- Text
________________________
Pathfinder Bancorp, Inc. Announces Fourth Quarter and Year to Date Earnings

OSWEGO, NY – Pathfinder Bancorp, Inc. (“Company”) (NASDAQ: PBHC) announced its results for the three and twelve month periods ended December 31, 2014.

Highlights for the three and twelve month periods ended December 31, 2014

  • Net income for the fourth quarter of 2014 was $834,000 as compared to $550,000 for the comparable prior year period. The increase in net income of $284,000 was primarily the result of the increase in net interest income due to the increase of average interest-earning asset balances and the decrease in the average cost of interest-bearing liabilities between the fourth quarter of 2014 and the fourth quarter of 2013, partially offset by a $221,000 increase in noninterest expenses and a $227,000 increase in the provision for income taxes. Net income for the twelve month period ended December 31, 2014 was $2.7 million as compared to $2.4 million in the same period in 2013.
  • Basic and diluted earnings per share were $0.20 and $0.19, respectively, for the fourth quarter of 2014, as compared to basic and diluted earnings per share of $0.13 for the fourth quarter of 2013. The increase in basic and diluted earnings per share between these two periods was due principally to the increase in net income available to common shareholders. Basic and diluted earnings per share for the twelve month period ended December 31, 2014 were $0.64 and $0.63, respectively, as compared to basic and diluted earnings per share of $0.58 for the twelve month period ended December 31, 2013.
  • Return on average assets was 0.59% for the three month period ended December 31, 2014 compared to 0.44% for the corresponding period in 2013. The increase was due principally to the increase in net income for the three months ended December 31, 2014 as compared to the prior year period. Return on average assets was 0.51% for the twelve month period in 2014 as compared to 0.48% for the comparable prior year period.
  • Return on average common equity was 6.27% for the three month period ended December 31, 2014, compared to 7.78% for the same period in 2013. This decrease was due principally to an increase in common equity for the three months ended December 31, 2014 as compared to the three months ended December 31, 2013 as a result of the $24.9 million in net proceeds from the conversion and offering that occurred on October 16, 2014. For the twelve month period ended December 31, 2014, return on average common equity was 7.45%, compared to 8.58% for the same period in 2013. This decrease was due principally to an increase in average common equity due to the conversion and offering.
________________________
- Brief A
Pull out every line of the listing that contains the word "windshield", and copy each such line.
- Brief B
Carry the earnings release forward, starting after its last sentence.
The listing that comes next has no connection to the earnings release.

- Entries supplied
________________________
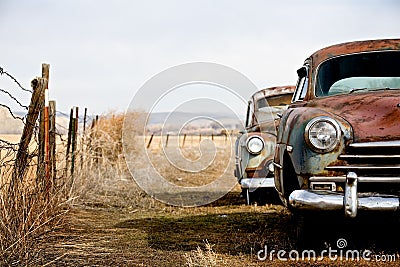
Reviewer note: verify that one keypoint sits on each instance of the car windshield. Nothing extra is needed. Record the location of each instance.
(359, 72)
(267, 108)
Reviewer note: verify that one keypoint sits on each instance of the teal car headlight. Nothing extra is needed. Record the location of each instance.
(255, 144)
(322, 134)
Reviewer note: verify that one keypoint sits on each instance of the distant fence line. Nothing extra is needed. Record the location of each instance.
(183, 139)
(36, 148)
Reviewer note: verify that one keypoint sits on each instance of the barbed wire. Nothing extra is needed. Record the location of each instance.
(3, 72)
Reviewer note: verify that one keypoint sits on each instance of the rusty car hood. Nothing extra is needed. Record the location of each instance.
(374, 116)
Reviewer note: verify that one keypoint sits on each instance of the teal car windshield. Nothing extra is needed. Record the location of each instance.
(359, 73)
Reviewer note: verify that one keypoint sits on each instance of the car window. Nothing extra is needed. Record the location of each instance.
(249, 115)
(359, 84)
(301, 89)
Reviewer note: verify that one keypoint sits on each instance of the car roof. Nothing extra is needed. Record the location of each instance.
(353, 47)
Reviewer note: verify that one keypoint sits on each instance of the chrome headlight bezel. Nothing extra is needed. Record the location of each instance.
(251, 141)
(317, 143)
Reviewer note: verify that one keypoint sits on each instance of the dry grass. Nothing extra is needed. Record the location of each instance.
(102, 177)
(114, 223)
(27, 211)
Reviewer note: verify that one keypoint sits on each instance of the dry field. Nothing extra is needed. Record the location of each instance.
(112, 222)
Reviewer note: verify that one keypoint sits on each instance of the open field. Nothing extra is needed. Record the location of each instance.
(116, 224)
(112, 222)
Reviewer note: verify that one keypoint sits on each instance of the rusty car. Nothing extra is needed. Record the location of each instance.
(338, 143)
(254, 147)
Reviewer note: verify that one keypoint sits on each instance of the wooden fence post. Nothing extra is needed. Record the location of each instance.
(73, 140)
(42, 167)
(184, 139)
(52, 140)
(166, 142)
(151, 139)
(71, 114)
(35, 106)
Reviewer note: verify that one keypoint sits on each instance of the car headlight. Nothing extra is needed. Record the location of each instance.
(255, 144)
(323, 134)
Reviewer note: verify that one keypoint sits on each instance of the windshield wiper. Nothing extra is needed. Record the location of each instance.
(357, 89)
(383, 88)
(371, 89)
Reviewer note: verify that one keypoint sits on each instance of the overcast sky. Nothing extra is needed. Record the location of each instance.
(101, 52)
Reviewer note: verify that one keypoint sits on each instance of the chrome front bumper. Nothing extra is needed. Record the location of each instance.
(254, 183)
(350, 201)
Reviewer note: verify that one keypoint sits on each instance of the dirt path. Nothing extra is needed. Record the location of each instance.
(109, 236)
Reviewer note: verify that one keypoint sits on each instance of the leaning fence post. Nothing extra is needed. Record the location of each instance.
(52, 140)
(73, 140)
(151, 139)
(42, 167)
(184, 139)
(35, 106)
(69, 140)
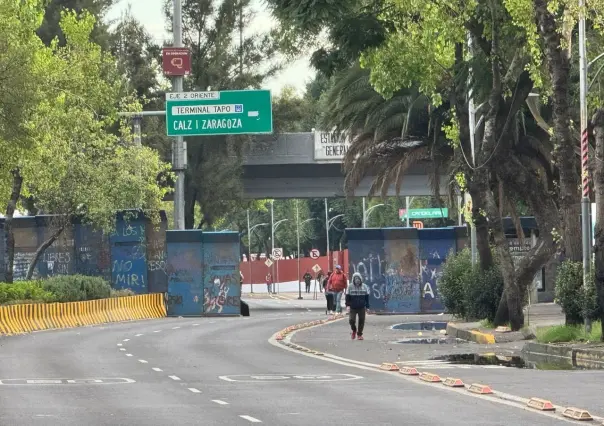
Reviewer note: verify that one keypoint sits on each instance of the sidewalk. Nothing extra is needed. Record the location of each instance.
(566, 388)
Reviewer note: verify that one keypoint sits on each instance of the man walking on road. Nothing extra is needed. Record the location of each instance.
(357, 299)
(337, 284)
(307, 277)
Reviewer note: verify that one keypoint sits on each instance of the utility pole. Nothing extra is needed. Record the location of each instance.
(327, 233)
(249, 251)
(472, 123)
(179, 160)
(364, 219)
(298, 253)
(585, 219)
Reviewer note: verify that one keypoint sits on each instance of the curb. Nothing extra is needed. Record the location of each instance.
(483, 391)
(589, 359)
(471, 335)
(20, 319)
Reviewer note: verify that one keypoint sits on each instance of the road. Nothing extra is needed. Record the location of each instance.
(215, 371)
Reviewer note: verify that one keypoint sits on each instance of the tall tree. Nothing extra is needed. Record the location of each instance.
(51, 28)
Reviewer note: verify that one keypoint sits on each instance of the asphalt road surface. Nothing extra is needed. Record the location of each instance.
(216, 371)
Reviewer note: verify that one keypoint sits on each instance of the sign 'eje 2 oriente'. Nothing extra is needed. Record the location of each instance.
(232, 112)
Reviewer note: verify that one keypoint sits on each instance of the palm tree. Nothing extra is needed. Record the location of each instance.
(388, 136)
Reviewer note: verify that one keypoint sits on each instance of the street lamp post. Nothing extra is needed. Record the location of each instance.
(585, 219)
(275, 226)
(249, 248)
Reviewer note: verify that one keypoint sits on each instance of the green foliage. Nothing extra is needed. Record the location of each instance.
(569, 333)
(468, 292)
(31, 291)
(75, 288)
(576, 301)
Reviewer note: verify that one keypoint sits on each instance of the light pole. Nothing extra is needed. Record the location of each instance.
(179, 163)
(273, 245)
(585, 219)
(328, 223)
(249, 247)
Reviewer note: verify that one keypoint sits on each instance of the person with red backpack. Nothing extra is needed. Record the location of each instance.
(337, 284)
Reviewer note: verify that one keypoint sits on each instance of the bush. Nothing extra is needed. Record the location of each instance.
(27, 291)
(468, 292)
(576, 301)
(75, 288)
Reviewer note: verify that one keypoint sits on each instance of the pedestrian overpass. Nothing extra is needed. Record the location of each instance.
(309, 165)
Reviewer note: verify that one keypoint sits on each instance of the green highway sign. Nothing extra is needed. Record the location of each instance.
(231, 112)
(423, 213)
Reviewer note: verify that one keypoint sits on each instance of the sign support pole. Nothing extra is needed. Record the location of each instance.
(298, 236)
(179, 160)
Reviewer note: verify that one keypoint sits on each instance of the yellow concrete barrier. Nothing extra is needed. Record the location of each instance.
(18, 319)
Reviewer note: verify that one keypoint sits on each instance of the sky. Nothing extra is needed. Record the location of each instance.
(150, 13)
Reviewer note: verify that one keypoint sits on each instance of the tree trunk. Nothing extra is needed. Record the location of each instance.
(598, 121)
(483, 244)
(513, 292)
(558, 65)
(8, 225)
(40, 251)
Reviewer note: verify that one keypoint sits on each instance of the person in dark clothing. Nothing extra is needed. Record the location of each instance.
(328, 294)
(357, 299)
(307, 277)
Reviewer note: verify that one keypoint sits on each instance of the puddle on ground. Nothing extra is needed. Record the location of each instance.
(512, 361)
(431, 341)
(421, 326)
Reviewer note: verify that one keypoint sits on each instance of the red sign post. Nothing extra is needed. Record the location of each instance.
(176, 61)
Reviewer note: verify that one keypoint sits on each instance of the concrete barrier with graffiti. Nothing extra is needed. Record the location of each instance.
(401, 266)
(203, 273)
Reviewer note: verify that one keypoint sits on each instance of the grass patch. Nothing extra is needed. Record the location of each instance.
(569, 333)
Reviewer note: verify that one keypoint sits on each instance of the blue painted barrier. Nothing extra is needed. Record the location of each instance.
(402, 265)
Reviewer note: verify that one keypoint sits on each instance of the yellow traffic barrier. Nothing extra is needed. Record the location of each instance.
(18, 319)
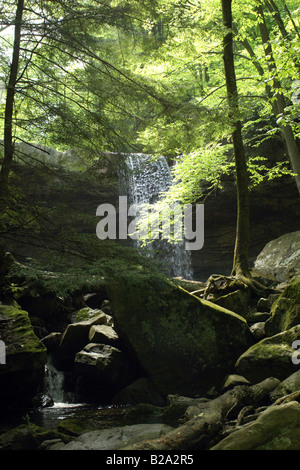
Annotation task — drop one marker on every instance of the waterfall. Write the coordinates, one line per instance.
________________________
- Exercise result A
Reviewer note: verify that one keypoint sits on each instance of the car windshield. Nothing extra is needed. Record the location of each instance.
Reviewer note: verify that one keypoint sits on each instance of the teal car windshield. Nothing extra is needed. Record the location of each instance.
Reviewer note: verify that one keypoint sits on each instance of the windshield wiper. Nothing extra is needed. Record the location of each instance.

- Exercise result B
  • Total loans were $387.5 million at December 31, 2014, compared to total loans of $341.6 million at December 31, 2013, representing an increase of 13.4%. This growth of $45.9 million in loans resulted largely from an increase in the commercial real estate loan portfolio and, to a lesser extent, residential mortgage loans.
  • Total deposits were $415.6 million at December 31, 2014, compared to total deposits of $410.1 million at December 31, 2013. The increase of $5.5 million was primarily due to an increase in noninterest-bearing deposits centered in business demand deposit accounts.

“The 2014 year was an important and historic year in the 155 year history of Pathfinder Bank, as its parent holding completed a successful second step conversion from its mutual holding company form of ownership to a fully publicly held institution raising net common capital of $24.9 million,” according to Tom Schneider, President and CEO.

“More significantly, organic growth within the Bank’s loan portfolio continues to positively impact revenue and net income.” Schneider continued, “During the year we experienced an 11.4% growth in total assets, a 13.4% increase in total loans, a 61.1% increase in total equity, a 12.4% increase in core revenue[2], and a 14.1% increase in net income.

“Our ability to manage organic growth is a demonstration of our brand strength and service quality in our markets and the desire of many individuals, businesses and municipalities to be served by a community bank”, Schneider said. “We have remained committed to our core mission and values and receive great support from our community members. The opening of our Pike Block business banking office in downtown Syracuse has also aided our ability to serve this growth market. This market expansion enhances our ability to leverage our new capital through organic growth, drive our revenues higher, and accrete the value of our franchise.”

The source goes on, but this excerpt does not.